| PROMPT |
Output only the lines below from the one holding "water in this photo." down to the one holding "green foliage in this photo.", both end lines included and every picture dropped.

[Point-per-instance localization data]
-- Opening Marker --
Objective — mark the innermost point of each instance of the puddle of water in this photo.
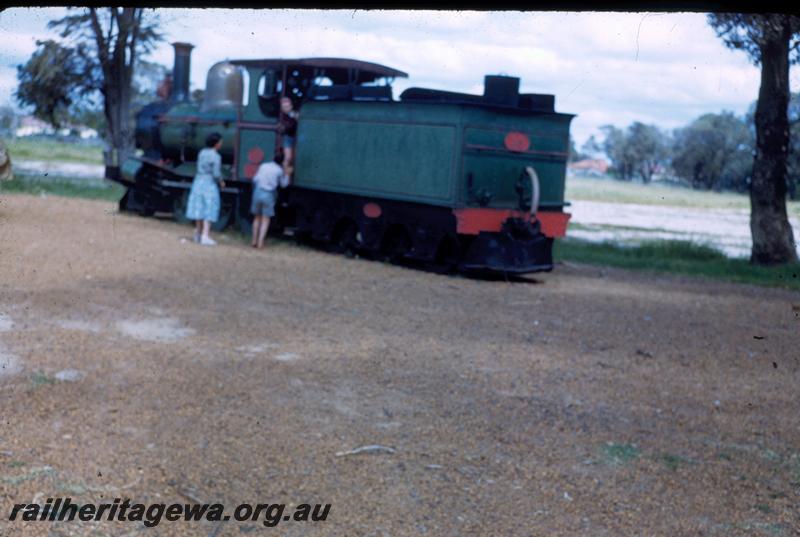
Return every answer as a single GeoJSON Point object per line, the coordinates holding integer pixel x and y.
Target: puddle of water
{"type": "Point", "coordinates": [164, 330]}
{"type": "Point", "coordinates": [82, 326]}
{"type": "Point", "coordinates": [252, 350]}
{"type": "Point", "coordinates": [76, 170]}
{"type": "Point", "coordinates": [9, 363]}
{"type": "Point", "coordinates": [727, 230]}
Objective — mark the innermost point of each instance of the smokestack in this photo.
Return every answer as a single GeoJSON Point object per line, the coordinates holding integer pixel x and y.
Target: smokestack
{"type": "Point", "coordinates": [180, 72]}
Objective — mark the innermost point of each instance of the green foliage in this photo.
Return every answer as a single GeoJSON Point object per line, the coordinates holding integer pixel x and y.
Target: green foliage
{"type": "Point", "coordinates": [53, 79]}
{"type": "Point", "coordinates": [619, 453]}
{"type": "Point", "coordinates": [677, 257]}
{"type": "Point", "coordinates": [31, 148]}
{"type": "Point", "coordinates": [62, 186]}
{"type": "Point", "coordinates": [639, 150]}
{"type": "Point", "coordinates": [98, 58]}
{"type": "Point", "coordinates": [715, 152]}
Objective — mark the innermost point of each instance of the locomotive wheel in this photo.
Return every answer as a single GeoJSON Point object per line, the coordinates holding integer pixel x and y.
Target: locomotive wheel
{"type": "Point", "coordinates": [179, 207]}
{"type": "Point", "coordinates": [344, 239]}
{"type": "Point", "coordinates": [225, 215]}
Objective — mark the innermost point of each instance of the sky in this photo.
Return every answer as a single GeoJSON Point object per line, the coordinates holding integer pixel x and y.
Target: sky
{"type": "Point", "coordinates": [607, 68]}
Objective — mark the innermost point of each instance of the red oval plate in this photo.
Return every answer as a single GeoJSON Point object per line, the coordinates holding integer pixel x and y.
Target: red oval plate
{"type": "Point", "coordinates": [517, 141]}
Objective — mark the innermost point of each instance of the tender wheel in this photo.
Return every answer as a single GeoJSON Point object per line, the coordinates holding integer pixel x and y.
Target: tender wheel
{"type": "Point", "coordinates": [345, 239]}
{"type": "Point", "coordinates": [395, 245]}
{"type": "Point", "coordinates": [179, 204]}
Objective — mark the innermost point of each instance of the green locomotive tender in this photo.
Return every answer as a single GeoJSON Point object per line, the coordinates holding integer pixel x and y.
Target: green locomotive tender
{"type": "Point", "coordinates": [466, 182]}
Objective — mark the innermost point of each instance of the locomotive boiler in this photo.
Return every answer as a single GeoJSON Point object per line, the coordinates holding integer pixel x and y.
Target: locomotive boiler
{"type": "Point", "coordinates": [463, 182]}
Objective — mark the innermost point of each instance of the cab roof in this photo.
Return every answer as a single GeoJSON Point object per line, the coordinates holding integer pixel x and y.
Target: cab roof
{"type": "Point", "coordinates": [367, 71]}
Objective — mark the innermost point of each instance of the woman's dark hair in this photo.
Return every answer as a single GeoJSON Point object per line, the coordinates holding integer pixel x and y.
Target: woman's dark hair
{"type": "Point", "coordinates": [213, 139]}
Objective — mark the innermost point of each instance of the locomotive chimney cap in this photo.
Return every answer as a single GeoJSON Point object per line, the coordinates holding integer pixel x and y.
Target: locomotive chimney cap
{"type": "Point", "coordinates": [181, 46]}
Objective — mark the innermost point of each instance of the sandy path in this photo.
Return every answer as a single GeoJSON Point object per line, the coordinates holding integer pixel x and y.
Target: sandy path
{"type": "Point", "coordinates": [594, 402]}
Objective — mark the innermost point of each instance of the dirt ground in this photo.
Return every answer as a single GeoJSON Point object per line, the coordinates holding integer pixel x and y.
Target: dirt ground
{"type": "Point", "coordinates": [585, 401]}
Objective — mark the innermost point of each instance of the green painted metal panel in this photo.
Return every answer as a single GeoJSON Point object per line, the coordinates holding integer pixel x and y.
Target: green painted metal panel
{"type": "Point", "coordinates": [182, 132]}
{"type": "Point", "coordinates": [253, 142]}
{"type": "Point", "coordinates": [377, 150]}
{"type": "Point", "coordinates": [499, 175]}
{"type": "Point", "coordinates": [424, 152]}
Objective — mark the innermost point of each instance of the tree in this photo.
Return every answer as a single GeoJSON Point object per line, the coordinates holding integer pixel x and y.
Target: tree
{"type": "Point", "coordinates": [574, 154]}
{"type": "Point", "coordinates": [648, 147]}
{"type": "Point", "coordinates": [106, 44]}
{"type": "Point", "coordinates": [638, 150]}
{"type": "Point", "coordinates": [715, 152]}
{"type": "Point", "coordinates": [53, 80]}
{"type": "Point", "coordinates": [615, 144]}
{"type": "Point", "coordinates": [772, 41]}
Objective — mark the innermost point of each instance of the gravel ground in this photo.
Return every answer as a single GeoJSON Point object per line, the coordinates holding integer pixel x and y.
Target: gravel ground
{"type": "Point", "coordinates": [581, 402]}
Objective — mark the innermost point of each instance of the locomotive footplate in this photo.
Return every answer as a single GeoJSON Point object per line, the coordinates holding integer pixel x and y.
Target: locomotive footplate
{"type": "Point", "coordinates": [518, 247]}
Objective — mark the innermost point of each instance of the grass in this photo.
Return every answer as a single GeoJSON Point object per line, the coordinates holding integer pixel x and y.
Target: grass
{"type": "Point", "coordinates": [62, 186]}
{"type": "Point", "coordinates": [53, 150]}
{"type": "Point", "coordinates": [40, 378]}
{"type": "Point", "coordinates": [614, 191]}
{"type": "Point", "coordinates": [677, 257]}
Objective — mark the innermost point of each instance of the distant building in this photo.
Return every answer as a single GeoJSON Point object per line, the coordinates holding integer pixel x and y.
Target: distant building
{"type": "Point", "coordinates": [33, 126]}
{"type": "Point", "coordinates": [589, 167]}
-- Closing Marker --
-- Opening Marker --
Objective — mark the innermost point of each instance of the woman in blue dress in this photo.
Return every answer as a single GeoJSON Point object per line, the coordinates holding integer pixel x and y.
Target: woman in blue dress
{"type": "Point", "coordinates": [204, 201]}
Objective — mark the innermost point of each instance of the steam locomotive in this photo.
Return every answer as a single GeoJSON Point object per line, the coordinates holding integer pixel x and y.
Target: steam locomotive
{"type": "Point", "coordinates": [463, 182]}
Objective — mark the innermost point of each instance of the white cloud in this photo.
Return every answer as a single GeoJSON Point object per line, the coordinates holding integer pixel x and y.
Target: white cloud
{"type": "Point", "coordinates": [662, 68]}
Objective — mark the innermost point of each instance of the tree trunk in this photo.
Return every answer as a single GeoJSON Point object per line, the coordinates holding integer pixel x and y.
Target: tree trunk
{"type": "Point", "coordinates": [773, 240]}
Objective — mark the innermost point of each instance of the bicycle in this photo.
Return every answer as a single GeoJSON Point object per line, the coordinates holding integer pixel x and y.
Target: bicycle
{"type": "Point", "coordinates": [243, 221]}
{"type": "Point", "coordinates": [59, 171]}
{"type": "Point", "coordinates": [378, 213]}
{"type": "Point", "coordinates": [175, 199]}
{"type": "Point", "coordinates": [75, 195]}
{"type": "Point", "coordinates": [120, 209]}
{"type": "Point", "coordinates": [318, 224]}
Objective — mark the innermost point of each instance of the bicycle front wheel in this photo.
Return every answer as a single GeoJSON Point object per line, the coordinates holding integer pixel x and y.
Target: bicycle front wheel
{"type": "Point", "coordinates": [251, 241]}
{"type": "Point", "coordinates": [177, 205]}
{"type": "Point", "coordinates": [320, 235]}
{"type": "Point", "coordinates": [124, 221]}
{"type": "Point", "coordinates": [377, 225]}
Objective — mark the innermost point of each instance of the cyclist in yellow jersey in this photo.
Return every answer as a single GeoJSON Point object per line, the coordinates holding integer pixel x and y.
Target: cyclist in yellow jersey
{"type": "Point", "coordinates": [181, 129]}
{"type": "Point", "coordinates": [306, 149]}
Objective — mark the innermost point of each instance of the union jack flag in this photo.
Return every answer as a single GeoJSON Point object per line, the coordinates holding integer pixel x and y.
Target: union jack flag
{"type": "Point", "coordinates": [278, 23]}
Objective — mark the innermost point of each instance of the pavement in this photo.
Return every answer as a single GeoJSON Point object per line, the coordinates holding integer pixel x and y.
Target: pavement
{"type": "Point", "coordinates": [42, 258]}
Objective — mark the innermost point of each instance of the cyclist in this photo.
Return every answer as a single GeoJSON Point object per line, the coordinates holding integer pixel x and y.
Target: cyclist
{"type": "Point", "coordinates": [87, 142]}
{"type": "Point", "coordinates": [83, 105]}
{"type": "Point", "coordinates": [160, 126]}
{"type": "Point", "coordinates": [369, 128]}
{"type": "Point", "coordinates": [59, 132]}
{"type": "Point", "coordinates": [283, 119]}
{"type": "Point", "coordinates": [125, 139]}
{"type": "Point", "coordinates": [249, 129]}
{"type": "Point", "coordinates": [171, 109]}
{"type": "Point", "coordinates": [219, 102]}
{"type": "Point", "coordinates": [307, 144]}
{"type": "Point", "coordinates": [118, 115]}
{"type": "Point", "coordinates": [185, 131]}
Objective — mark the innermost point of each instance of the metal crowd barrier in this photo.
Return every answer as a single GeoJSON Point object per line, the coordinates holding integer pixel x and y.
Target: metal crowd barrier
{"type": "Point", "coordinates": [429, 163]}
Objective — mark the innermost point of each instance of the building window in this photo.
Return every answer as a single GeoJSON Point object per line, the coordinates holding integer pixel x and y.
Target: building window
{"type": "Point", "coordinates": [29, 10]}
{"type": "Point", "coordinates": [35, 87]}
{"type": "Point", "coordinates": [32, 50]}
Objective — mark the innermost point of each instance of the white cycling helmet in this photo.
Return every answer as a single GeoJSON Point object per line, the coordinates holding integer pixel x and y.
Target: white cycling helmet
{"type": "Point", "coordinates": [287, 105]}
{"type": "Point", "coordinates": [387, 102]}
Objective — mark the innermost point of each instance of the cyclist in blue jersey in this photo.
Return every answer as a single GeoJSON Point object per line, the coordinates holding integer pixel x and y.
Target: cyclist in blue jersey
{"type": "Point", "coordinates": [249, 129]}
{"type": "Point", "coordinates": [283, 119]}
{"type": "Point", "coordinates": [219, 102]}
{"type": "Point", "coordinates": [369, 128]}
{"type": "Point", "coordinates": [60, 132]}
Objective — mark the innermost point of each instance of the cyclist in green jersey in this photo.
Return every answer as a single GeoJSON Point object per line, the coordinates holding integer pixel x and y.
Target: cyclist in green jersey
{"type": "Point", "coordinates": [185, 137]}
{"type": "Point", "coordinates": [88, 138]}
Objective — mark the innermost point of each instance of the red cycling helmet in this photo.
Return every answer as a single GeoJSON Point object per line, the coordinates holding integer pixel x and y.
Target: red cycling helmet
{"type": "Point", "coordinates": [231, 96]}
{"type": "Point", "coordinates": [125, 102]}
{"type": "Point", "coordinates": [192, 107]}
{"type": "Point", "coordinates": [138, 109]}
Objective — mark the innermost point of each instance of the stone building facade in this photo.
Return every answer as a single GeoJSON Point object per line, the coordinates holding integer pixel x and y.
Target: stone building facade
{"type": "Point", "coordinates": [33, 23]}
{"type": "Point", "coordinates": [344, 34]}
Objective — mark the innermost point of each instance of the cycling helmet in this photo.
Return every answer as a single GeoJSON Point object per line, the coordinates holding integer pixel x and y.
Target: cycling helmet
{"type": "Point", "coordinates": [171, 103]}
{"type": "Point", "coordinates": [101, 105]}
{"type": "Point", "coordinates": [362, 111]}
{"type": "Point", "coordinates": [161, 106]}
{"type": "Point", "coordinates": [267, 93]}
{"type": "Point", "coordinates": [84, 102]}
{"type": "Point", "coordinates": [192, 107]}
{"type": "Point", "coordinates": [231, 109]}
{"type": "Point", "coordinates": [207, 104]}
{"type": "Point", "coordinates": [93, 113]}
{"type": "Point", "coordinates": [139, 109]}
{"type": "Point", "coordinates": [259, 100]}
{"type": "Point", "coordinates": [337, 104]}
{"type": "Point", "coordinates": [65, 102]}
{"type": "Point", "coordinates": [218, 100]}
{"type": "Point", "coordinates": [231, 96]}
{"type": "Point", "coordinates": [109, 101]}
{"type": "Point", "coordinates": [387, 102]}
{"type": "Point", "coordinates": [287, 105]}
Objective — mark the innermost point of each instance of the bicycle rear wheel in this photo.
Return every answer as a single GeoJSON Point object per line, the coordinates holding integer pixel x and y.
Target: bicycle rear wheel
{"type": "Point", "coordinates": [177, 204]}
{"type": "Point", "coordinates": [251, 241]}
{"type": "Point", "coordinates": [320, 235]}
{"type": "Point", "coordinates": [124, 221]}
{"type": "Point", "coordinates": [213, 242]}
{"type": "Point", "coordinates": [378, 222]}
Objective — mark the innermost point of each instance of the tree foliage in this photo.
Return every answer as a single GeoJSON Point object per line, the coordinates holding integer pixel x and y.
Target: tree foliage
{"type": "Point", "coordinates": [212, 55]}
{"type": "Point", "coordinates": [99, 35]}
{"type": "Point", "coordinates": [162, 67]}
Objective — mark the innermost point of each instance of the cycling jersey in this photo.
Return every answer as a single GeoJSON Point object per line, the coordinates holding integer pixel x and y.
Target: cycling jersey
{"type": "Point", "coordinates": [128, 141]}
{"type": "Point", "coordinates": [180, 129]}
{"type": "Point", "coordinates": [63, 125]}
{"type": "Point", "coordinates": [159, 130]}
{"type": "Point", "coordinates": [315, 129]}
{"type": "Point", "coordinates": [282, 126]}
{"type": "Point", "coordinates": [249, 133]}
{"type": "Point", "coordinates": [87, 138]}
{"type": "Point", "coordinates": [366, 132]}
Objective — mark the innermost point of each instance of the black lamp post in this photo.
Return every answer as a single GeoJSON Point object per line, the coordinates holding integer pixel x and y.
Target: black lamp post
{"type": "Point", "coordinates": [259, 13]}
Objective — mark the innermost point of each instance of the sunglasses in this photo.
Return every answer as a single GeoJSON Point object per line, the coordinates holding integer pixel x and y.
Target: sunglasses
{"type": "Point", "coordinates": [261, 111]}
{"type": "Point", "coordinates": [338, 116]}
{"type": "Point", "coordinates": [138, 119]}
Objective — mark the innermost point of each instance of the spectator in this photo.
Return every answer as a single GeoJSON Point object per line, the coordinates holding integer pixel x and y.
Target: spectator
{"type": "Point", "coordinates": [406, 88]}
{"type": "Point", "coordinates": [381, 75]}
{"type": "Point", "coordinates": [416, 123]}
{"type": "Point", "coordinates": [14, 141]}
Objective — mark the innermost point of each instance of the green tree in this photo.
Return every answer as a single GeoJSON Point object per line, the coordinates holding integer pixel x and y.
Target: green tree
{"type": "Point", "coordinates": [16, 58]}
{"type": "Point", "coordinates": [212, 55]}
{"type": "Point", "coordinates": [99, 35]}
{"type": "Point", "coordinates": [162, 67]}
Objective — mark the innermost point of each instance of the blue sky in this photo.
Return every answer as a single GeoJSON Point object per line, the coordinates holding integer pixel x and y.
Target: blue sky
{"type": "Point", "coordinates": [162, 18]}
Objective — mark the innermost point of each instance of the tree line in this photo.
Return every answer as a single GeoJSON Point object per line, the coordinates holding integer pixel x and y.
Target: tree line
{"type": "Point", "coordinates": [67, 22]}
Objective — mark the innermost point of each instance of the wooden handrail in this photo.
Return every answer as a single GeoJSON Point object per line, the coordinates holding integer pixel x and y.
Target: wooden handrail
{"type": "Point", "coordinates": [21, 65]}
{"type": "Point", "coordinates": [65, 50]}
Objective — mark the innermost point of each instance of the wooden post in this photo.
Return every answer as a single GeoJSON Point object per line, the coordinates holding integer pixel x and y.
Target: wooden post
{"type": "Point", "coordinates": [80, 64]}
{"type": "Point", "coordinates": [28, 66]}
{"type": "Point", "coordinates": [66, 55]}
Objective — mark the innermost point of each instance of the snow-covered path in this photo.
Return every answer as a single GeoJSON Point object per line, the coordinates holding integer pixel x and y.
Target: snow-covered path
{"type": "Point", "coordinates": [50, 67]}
-- Closing Marker --
-- Opening Marker --
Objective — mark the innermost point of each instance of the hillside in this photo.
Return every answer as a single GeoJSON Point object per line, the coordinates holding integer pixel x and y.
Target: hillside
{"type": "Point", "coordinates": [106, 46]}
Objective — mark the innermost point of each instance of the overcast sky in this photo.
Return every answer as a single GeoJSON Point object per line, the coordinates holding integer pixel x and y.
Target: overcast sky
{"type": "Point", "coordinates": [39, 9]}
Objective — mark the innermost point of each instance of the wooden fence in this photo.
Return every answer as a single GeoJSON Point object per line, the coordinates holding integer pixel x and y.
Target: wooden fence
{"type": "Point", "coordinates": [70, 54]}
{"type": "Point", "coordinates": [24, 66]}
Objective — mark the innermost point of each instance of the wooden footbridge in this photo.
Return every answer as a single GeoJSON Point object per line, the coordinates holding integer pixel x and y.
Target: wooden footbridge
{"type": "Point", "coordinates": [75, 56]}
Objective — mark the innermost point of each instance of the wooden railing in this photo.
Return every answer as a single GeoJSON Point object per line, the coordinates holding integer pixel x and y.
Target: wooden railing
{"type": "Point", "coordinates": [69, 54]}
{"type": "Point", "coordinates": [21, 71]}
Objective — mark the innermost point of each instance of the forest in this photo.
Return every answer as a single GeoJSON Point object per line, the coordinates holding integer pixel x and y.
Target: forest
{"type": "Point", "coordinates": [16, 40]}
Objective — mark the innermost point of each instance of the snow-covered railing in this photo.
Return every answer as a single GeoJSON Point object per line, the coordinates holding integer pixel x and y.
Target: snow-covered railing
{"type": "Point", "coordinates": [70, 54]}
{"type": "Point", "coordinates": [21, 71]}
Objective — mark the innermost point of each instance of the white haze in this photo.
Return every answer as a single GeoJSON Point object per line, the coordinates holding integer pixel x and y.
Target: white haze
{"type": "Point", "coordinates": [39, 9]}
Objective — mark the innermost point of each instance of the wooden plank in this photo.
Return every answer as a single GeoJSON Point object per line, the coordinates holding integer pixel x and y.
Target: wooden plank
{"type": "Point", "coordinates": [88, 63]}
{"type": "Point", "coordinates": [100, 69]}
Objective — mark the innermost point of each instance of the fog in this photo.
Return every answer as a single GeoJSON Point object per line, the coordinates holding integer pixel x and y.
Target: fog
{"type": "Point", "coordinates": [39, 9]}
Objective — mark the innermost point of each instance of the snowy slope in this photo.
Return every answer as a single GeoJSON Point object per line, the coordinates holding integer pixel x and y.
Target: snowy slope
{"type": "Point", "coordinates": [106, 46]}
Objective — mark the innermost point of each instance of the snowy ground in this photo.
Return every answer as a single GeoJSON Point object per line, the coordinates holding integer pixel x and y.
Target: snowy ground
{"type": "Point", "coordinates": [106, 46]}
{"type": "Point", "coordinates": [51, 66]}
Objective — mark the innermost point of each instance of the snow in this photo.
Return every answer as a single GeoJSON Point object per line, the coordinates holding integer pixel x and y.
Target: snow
-- Closing Marker --
| TASK OUTPUT |
Objective — mark the innermost point of each instance of the puddle of water in this photo.
Return every answer as a single GeoJSON Point object per line, the coordinates holding integer pixel x and y.
Target: puddle of water
{"type": "Point", "coordinates": [164, 330]}
{"type": "Point", "coordinates": [82, 326]}
{"type": "Point", "coordinates": [252, 350]}
{"type": "Point", "coordinates": [76, 170]}
{"type": "Point", "coordinates": [9, 363]}
{"type": "Point", "coordinates": [727, 230]}
Objective — mark the innermost point of each instance of the smokestack in this photo.
Return every answer as a single GeoJSON Point object per line, the coordinates holding integer pixel x and y.
Target: smokestack
{"type": "Point", "coordinates": [180, 72]}
Objective — mark the innermost point of each instance of the green foliage in this photo.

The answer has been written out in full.